##### Extracted material #####
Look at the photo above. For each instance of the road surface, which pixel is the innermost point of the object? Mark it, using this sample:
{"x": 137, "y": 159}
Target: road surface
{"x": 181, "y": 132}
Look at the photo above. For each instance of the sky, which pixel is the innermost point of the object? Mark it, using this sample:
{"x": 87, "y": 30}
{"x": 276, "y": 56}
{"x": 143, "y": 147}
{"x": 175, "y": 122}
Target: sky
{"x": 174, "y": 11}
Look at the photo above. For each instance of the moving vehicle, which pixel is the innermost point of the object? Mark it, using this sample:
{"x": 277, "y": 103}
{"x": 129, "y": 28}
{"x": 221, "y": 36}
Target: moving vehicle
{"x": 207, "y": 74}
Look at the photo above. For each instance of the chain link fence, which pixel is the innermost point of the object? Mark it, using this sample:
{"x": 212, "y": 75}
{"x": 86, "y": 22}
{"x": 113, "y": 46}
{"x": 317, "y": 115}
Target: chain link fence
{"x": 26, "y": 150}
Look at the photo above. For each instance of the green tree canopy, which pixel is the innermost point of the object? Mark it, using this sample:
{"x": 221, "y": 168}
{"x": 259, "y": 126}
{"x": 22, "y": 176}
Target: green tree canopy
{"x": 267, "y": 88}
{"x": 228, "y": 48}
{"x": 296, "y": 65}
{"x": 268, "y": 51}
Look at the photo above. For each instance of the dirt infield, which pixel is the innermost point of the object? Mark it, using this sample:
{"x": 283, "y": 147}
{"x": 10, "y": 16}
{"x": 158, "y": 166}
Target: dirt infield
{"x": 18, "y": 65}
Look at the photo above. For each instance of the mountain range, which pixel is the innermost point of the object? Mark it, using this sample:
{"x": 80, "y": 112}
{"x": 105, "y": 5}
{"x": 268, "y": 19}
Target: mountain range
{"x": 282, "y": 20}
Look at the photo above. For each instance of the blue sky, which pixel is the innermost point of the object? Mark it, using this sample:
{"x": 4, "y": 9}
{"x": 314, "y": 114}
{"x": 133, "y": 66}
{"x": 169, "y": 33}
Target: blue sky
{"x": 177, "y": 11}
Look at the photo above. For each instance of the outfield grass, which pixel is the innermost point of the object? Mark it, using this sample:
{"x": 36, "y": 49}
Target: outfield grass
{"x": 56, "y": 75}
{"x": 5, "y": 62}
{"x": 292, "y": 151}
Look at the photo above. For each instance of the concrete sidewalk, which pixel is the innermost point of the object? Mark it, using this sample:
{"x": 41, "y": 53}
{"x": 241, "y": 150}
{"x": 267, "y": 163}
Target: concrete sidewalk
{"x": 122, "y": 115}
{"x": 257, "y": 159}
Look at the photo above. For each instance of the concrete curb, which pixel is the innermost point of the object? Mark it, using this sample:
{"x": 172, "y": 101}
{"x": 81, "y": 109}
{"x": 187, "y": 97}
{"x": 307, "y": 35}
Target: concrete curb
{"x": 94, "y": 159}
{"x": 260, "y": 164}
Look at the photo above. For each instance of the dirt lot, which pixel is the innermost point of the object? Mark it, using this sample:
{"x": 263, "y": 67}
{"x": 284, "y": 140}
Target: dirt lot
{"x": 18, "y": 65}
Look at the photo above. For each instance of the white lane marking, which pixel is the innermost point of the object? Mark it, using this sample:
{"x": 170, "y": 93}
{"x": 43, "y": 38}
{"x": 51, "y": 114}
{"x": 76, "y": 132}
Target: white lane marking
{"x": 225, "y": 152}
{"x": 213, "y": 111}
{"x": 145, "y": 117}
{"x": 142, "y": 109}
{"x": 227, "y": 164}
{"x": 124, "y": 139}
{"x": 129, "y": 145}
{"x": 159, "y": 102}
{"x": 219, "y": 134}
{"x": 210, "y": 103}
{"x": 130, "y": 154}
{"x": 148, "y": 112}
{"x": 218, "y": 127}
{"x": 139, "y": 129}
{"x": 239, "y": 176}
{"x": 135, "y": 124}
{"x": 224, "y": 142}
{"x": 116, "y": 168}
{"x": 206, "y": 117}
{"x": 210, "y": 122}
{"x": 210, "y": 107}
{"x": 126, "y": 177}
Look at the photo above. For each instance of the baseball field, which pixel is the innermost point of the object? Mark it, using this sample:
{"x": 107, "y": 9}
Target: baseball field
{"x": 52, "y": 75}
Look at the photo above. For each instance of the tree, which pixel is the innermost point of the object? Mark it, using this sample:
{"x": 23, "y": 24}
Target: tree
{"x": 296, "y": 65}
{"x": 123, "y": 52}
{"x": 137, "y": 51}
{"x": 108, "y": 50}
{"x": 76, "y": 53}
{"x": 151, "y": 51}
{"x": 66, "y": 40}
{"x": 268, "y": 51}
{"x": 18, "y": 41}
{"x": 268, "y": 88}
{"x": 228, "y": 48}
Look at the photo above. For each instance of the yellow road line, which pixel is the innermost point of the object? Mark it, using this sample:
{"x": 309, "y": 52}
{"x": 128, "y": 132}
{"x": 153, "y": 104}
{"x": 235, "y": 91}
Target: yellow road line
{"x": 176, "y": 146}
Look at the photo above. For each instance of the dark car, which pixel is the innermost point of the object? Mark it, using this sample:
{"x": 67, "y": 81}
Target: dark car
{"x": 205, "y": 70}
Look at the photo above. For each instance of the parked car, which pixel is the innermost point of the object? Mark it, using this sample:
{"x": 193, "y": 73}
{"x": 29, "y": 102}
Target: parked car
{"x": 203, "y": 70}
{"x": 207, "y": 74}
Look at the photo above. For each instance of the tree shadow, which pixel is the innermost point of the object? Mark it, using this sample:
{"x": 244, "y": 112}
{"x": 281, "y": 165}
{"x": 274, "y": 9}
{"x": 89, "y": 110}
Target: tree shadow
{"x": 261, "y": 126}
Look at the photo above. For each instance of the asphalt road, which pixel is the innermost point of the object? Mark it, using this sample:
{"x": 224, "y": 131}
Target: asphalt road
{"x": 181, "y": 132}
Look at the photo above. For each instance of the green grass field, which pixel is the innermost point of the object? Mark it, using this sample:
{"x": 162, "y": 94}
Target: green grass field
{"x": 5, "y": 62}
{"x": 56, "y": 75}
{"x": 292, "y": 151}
#####
Problem
Copy exactly the line that contains "Look at the photo above. For each instance of the dark" and every line after it, up to and including the last line of the records.

Answer to this problem
Look at the photo above. For each instance of the dark car, which pixel is the innermost point of the object? Mark it, using this sample:
{"x": 67, "y": 81}
Target: dark car
{"x": 205, "y": 70}
Look at the photo above. For each instance of the parked car, which pixel is the innermost point of the object? Mark it, using this sample:
{"x": 193, "y": 73}
{"x": 29, "y": 102}
Target: parked car
{"x": 203, "y": 70}
{"x": 207, "y": 74}
Look at the photo above. For each instance of the tree shadow, which pixel is the innermost point of the object? Mark it, using this sample:
{"x": 244, "y": 112}
{"x": 281, "y": 165}
{"x": 274, "y": 9}
{"x": 89, "y": 110}
Target: tree shadow
{"x": 261, "y": 126}
Look at the photo above. For each instance of the asphalt road, which pixel is the innermost point of the object? Mark it, using this sample:
{"x": 224, "y": 131}
Target: asphalt road
{"x": 181, "y": 132}
Look at the photo above. For each instance of the green grass field, which pixel is the innermost point of the object? Mark it, using this sample:
{"x": 162, "y": 94}
Target: green grass field
{"x": 5, "y": 62}
{"x": 56, "y": 75}
{"x": 292, "y": 151}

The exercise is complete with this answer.